(THE RECORDS)
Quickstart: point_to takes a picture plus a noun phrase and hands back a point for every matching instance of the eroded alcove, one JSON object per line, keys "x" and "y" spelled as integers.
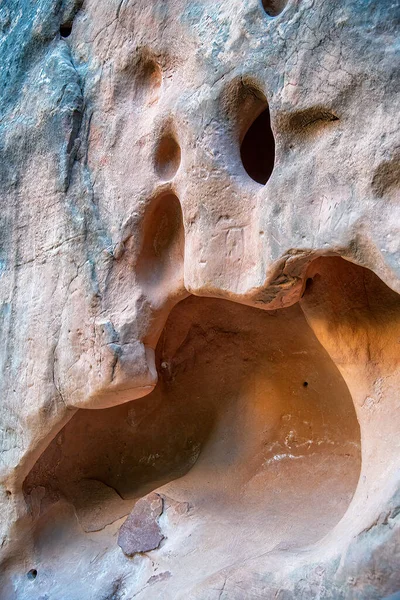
{"x": 250, "y": 438}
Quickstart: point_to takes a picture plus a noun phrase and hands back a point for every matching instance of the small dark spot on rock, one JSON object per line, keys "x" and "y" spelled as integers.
{"x": 66, "y": 29}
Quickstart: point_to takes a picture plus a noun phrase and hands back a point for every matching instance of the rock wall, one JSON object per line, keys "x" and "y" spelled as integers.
{"x": 199, "y": 300}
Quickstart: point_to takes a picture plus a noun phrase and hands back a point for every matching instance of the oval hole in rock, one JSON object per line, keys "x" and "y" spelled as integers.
{"x": 228, "y": 435}
{"x": 258, "y": 149}
{"x": 160, "y": 264}
{"x": 167, "y": 157}
{"x": 273, "y": 8}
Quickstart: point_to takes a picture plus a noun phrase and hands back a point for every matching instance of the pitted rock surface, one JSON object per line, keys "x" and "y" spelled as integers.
{"x": 199, "y": 299}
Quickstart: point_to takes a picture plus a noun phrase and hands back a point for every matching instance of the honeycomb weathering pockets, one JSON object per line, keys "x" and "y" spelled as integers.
{"x": 199, "y": 309}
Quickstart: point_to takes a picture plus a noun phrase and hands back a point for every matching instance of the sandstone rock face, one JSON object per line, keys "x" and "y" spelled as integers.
{"x": 199, "y": 300}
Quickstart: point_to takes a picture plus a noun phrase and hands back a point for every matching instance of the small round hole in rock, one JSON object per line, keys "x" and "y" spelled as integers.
{"x": 167, "y": 157}
{"x": 32, "y": 574}
{"x": 273, "y": 8}
{"x": 258, "y": 149}
{"x": 65, "y": 29}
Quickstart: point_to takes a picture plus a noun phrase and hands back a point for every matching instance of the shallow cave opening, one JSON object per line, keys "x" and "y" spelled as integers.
{"x": 273, "y": 8}
{"x": 257, "y": 150}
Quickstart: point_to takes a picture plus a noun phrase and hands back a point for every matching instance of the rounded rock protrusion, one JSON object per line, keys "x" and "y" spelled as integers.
{"x": 167, "y": 157}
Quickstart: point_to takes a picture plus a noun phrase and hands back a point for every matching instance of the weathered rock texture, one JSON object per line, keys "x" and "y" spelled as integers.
{"x": 203, "y": 194}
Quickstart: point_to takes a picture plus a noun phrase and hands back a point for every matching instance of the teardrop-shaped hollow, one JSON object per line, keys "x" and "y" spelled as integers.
{"x": 258, "y": 149}
{"x": 273, "y": 8}
{"x": 167, "y": 157}
{"x": 160, "y": 264}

(PROBLEM REQUIREMENTS)
Reproduce every entry above word for word, including each line of points, and leave out the picture.

(RESULT BELOW)
Quickstart: point_to takes a picture plus a noun phrase and hands back a point for every matching instance of the eroded alcove, one JSON object per line, keys "x" and "y" spelled as integers.
{"x": 250, "y": 438}
Quickstart: point_to takes a picture plus a noun phrase and hands back a point for every matching instance of the small dark spot on rock, one JSON object per line, keys "x" and "y" spelled as integers.
{"x": 66, "y": 29}
Quickstart: point_to takes a picture plus a noun phrase and hands back a point for every matching instance of the rock wall, one JSON object per line, keys "x" and "y" spelled as integers.
{"x": 199, "y": 300}
Quickstart: point_to takes a picture plus a noun phrase and hands back a point for every matching instance of the oval hole in rock, one JSON object per line, keys "x" and "y" spelled as integers.
{"x": 228, "y": 435}
{"x": 258, "y": 149}
{"x": 160, "y": 264}
{"x": 167, "y": 157}
{"x": 273, "y": 8}
Quickstart: point_to takes a picture plus a noun phrase and hands back a point for every matching instance of the pitted rock surface, one JSON object per line, keys "x" and "y" spelled as integers.
{"x": 199, "y": 299}
Quickstart: point_to takes a picture plus a noun phrase and hands back a point for every matching instance of the honeycomb weathering pockets, one JSON object per line, keys "x" and "y" spelled as integers.
{"x": 199, "y": 309}
Quickstart: point_to takes a picture plus a noun phrase and hands back a point for every matching instance of the sandstone rock face, one JSON object per line, keys "x" and "y" spelled as integers.
{"x": 199, "y": 300}
Quickstart: point_to takes a picture plus a noun phrase and hands back a point for every matching instance of the small round hole in rock, one JSON object per line, keys "x" and "y" spelled as integers.
{"x": 167, "y": 157}
{"x": 32, "y": 574}
{"x": 273, "y": 8}
{"x": 258, "y": 149}
{"x": 65, "y": 29}
Quickstart: point_to takes a picture plus a noun phrase and hands back a point for every matching instance of the shallow cave opening, one JSON object per line, keys "x" and "y" spelled as integers.
{"x": 273, "y": 8}
{"x": 257, "y": 150}
Quickstart: point_to takes a picture plus a noun phrase and hands back a point for every matching instance of the rounded rock protrusion, one JSON object per line, keys "x" and "y" spelled as integers.
{"x": 167, "y": 157}
Quickstart: point_to takes a picture plus a noun phrase and hands back a point for every matching instance of the weathered rock texture, one JSON object per line, keys "x" and "y" spelled as integers.
{"x": 203, "y": 194}
Quickstart: point_to takes a picture plus a noun phrase and hands back a point for every matching instance of the teardrop-shaped hollow, one JSON object per line, keys "x" and "y" spelled as integers.
{"x": 258, "y": 149}
{"x": 273, "y": 8}
{"x": 167, "y": 157}
{"x": 160, "y": 264}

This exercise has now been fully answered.